> Teks yang Diberikan
========================================

Materi utama yang dikaji adalah: norma-norma hukum, unsur-unsurnya, interrelasinya, tatanan hukum sebagai suatu  kesatuan, strukturnya, hubungan antar berbagai tatanan hukum, dan, terakhir kesatuan hukum dalam pluralitas tatanan hukum positif.Bagian kedua membahas teori umum tentang negara. Dalam bab ini diuraikan dengan detil tema-tema mendasar: hubungan antara hukum dan negara, teori tentang pemisahan kekuasaan, bentuk pemerintahan, bentuk-bentuk organisasi, dan kaitan antara hukum nasional dan hukum internasional. Untuk memperluas wawasan, di akhir buku ini disertakan sebuah lampiran yang sangat penting: Doktrin Hukum Alam dan Positivisme Hukum.

                   
Teori Hukum Murni (The Pure Theory of Law).
Fokus utama teori hukum murni, menurut Hans Kelsen, bukanlah salinan ide transendental yang sedikit banyak tidak sempurna. Teori hukum murni ini tidak berusaha memandang hukum sebagai anak cucu keadilan, melainkan sebagai anak dari orang tua yang suci. Teori hukum tampaknya memegang teguh suatu perbedaan yang tegas antara hukum empirik dan keadilan transendental dengan meniadakan keadilan transendental dari perhatian spesifiknya. Teori ini tidak melihat manifestasi dari suatu otorita gaib di dalam hukum, melainkan meninjau suatu teknik sosial spesifik yang didasarkan pada pengalaman manusia; teori hukum murni menolak untuk dijadikan ilmu metafisika hukum. Pada dasarnya, tidak ada perbedaan esensial antara ilmu hukum analitik dan teori hukum murni. Adapun letak perbedaannya, kedua bidang itu berbeda karena teori hukum murni berusaha untuk melanjutkan metode hukum analitik dengan lebih konsisten dari yang diupayakan Austin dan para pengikutnya.

========================================

> Data yang Tersedia
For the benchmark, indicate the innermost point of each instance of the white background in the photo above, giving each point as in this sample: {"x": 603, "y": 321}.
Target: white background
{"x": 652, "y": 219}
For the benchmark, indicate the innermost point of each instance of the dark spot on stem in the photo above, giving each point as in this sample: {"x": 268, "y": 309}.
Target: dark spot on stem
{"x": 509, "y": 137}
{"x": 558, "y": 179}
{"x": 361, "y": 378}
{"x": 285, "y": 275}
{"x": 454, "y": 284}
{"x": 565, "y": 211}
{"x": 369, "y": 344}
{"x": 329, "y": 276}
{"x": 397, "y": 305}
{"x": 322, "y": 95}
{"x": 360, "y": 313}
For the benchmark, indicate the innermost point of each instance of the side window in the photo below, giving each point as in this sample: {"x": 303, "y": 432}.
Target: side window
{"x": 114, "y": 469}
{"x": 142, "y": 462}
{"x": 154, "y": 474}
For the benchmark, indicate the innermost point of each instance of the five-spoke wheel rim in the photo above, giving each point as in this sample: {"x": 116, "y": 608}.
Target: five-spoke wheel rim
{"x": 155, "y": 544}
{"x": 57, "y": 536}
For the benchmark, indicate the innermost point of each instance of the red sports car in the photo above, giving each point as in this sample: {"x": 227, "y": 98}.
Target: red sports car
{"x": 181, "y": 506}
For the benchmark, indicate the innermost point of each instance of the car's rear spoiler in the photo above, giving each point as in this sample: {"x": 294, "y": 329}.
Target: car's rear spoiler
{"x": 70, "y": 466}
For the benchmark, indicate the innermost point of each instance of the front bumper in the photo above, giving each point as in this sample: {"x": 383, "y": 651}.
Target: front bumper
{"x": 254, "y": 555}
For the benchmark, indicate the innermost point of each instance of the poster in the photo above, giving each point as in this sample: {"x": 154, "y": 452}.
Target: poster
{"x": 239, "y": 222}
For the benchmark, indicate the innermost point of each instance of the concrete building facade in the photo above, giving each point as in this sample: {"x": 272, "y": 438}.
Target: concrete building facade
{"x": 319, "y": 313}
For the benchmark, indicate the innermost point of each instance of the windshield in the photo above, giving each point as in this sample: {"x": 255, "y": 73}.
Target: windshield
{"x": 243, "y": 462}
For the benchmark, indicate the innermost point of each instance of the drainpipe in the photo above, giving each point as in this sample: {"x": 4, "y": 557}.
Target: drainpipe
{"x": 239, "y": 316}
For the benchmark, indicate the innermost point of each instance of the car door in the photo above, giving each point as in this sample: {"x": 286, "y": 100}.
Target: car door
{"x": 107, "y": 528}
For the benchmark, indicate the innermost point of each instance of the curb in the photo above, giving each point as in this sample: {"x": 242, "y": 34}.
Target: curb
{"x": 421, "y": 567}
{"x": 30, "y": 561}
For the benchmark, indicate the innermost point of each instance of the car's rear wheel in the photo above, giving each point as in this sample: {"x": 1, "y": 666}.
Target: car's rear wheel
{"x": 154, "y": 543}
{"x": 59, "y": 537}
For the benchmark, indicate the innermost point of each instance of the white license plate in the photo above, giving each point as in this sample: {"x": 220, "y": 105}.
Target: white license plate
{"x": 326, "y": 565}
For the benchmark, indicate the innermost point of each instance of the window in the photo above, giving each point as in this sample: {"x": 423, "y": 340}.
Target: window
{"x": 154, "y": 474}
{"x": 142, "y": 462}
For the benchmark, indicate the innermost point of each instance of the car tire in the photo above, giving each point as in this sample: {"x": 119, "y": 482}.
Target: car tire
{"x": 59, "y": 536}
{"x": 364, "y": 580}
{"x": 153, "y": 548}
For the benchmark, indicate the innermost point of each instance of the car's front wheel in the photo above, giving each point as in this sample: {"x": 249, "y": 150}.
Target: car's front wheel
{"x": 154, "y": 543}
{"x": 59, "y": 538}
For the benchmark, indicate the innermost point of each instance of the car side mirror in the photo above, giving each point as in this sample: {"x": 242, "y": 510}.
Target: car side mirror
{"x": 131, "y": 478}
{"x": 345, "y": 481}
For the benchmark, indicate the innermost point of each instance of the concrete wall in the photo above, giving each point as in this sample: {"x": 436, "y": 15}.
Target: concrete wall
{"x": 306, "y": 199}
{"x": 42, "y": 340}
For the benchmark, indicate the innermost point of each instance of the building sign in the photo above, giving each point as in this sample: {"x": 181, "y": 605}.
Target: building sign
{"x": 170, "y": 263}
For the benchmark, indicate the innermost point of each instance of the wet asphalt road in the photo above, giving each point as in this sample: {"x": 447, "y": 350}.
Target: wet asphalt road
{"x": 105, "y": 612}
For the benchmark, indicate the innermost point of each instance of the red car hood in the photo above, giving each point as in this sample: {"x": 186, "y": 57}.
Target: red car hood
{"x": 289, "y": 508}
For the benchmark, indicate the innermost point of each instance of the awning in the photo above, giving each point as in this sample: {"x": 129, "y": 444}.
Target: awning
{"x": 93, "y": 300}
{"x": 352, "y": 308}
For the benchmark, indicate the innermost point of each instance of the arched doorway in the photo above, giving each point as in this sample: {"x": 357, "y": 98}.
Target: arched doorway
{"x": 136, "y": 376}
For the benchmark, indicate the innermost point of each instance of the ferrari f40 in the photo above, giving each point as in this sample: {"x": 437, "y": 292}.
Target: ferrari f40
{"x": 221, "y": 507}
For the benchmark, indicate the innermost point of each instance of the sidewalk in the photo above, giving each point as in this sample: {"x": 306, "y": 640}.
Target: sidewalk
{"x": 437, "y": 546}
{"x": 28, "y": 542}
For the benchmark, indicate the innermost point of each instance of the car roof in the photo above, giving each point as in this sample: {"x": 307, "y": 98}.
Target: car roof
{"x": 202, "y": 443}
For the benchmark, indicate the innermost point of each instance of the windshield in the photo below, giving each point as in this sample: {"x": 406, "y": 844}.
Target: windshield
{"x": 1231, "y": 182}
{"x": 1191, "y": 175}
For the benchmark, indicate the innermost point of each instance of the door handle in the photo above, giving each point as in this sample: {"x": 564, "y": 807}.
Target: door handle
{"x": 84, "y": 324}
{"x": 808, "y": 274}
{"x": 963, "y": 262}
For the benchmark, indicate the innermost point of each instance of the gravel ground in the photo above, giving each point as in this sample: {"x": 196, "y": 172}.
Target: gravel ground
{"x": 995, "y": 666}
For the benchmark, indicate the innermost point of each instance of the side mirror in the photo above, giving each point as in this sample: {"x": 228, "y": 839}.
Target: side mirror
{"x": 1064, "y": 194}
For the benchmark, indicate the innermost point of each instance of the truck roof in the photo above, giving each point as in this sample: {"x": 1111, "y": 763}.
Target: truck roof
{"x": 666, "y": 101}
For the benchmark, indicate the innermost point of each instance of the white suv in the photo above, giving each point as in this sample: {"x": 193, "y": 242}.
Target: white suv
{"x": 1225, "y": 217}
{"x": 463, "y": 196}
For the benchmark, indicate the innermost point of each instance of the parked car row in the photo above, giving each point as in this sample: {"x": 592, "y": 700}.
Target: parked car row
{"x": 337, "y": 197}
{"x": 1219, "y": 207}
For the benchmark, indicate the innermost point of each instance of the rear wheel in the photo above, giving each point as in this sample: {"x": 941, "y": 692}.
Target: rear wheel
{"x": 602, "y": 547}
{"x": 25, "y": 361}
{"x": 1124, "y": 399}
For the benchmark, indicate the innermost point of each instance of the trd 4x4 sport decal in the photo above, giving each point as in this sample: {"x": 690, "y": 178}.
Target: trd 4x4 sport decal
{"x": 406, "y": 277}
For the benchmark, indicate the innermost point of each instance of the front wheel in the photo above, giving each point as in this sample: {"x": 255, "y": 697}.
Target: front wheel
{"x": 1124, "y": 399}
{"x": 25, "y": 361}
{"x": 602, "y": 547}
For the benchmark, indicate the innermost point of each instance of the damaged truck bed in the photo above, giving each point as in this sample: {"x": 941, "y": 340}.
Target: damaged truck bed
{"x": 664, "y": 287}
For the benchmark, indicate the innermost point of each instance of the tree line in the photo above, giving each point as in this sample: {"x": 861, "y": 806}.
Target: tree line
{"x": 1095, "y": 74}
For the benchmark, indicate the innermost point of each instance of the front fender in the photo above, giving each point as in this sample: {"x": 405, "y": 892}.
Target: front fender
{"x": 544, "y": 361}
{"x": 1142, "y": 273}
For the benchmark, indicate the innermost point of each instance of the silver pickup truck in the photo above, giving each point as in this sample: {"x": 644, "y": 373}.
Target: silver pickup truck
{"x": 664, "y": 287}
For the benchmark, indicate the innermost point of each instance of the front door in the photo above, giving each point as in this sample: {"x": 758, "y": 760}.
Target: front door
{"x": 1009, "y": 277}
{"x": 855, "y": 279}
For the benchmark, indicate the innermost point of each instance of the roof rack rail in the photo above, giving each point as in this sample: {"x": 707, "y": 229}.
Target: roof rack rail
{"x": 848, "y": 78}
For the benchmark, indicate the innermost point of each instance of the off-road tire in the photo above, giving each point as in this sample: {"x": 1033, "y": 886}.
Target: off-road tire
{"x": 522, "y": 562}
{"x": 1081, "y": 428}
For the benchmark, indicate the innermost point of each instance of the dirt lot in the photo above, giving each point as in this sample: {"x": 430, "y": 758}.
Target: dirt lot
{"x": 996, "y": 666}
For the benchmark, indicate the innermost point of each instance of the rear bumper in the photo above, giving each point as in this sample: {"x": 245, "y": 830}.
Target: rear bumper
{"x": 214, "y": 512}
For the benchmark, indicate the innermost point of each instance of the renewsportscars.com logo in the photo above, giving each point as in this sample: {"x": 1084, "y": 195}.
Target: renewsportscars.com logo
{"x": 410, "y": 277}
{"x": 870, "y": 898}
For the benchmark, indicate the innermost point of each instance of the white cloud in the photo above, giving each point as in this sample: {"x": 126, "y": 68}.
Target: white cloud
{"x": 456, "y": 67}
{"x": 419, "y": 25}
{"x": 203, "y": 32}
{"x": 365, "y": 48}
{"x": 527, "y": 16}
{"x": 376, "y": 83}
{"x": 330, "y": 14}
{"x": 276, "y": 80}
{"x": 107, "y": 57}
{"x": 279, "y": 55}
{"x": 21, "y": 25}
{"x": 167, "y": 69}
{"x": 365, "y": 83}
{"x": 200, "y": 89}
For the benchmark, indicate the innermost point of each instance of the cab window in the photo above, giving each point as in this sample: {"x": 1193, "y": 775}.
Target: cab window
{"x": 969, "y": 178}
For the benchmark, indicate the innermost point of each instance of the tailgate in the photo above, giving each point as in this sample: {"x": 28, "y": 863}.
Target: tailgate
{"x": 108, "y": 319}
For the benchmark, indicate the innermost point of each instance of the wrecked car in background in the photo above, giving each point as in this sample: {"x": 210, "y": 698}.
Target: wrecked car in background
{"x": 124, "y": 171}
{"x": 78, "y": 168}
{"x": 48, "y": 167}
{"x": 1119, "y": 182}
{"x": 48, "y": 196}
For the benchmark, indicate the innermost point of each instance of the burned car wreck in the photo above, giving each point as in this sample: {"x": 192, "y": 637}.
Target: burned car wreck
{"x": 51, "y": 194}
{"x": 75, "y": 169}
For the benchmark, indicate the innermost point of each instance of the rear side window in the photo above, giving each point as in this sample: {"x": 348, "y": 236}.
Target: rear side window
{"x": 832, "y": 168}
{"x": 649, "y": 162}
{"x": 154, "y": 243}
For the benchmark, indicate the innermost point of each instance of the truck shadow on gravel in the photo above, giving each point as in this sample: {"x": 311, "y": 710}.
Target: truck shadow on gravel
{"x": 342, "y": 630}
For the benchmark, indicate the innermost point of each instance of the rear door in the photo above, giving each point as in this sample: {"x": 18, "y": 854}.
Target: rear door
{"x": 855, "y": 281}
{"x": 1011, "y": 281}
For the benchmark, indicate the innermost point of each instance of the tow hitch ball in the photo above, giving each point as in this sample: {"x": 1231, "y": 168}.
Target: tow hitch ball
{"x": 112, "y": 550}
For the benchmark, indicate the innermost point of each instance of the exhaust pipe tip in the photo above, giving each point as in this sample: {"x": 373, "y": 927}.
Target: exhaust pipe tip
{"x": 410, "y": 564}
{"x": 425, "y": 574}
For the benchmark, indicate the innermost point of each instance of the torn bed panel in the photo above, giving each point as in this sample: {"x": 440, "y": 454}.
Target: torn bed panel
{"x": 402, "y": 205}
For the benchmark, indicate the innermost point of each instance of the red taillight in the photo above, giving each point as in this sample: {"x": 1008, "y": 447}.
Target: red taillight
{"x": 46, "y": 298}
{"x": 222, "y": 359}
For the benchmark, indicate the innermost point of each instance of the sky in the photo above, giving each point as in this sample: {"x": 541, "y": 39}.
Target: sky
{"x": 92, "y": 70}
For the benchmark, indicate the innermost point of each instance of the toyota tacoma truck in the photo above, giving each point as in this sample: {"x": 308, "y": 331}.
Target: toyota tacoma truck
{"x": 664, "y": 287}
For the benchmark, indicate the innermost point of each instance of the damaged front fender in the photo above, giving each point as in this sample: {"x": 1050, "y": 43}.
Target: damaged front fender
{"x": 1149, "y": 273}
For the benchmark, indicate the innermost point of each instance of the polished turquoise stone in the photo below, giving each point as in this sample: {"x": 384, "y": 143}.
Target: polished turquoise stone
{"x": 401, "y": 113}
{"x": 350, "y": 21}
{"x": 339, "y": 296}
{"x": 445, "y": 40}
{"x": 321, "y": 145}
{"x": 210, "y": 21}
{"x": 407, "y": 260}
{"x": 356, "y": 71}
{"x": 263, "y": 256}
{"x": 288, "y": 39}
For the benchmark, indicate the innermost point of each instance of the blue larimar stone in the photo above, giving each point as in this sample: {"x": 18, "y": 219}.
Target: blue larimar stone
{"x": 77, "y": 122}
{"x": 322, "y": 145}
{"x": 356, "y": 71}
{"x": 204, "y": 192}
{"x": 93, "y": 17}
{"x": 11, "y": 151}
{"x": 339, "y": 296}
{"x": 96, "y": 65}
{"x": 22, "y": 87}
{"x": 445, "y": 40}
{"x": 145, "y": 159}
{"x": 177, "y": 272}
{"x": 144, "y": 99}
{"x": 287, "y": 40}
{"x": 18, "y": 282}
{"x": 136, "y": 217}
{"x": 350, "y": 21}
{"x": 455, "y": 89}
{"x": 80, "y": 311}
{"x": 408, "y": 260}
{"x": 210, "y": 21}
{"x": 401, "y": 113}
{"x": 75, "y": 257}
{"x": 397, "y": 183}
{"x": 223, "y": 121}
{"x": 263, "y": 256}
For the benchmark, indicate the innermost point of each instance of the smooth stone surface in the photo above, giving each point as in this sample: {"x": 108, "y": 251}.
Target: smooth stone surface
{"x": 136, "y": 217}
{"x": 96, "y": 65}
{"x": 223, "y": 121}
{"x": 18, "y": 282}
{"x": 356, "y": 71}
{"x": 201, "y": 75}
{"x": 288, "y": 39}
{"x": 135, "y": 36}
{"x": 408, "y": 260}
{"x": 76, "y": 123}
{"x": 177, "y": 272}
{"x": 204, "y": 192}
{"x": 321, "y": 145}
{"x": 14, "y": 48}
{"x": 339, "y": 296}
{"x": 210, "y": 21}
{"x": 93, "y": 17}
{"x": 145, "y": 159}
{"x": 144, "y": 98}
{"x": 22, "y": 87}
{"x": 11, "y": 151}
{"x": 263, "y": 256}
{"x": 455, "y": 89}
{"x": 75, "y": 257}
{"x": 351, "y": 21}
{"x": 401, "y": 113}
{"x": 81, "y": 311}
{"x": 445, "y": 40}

========================================

> Tugas yang Dikerjakan
[1] Salin dengan tepat sebagian teks yang diberikan. Mulailah dari kata-kata yang memuat "Materi utama yang" dan berhentilah setelah "dan Positivisme Hukum.".
[2] Tentukan apakah setiap pernyataan berikut sesuai dengan teks yang diberikan. Jawab ya atau tidak, lalu kutip dengan tepat kata-kata teks yang menjadi penentunya.
(a) Teori hukum murni memandang hukum sebagai anak cucu keadilan.
(b) Teori hukum murni menolak untuk dijadikan ilmu metafisika hukum.
(c) Lampiran di akhir buku berisi Doktrin Hukum Alam dan Positivisme Hukum.

> Jawaban Soal
[1]
Materi utama yang dikaji adalah: norma-norma hukum, unsur-unsurnya, interrelasinya, tatanan hukum sebagai suatu  kesatuan, strukturnya, hubungan antar berbagai tatanan hukum, dan, terakhir kesatuan hukum dalam pluralitas tatanan hukum positif.Bagian kedua membahas teori umum tentang negara. Dalam bab ini diuraikan dengan detil tema-tema mendasar: hubungan antara hukum dan negara, teori tentang pemisahan kekuasaan, bentuk pemerintahan, bentuk-bentuk organisasi, dan kaitan antara hukum nasional dan hukum internasional. Untuk memperluas wawasan, di akhir buku ini disertakan sebuah lampiran yang sangat penting: Doktrin Hukum Alam dan Positivisme Hukum.

[2]
(a) Tidak. "Teori hukum murni ini tidak berusaha memandang hukum sebagai anak cucu keadilan, melainkan sebagai anak dari orang tua yang suci."
(b) Ya. "teori hukum murni menolak untuk dijadikan ilmu metafisika hukum"
(c) Ya. "di akhir buku ini disertakan sebuah lampiran yang sangat penting: Doktrin Hukum Alam dan Positivisme Hukum."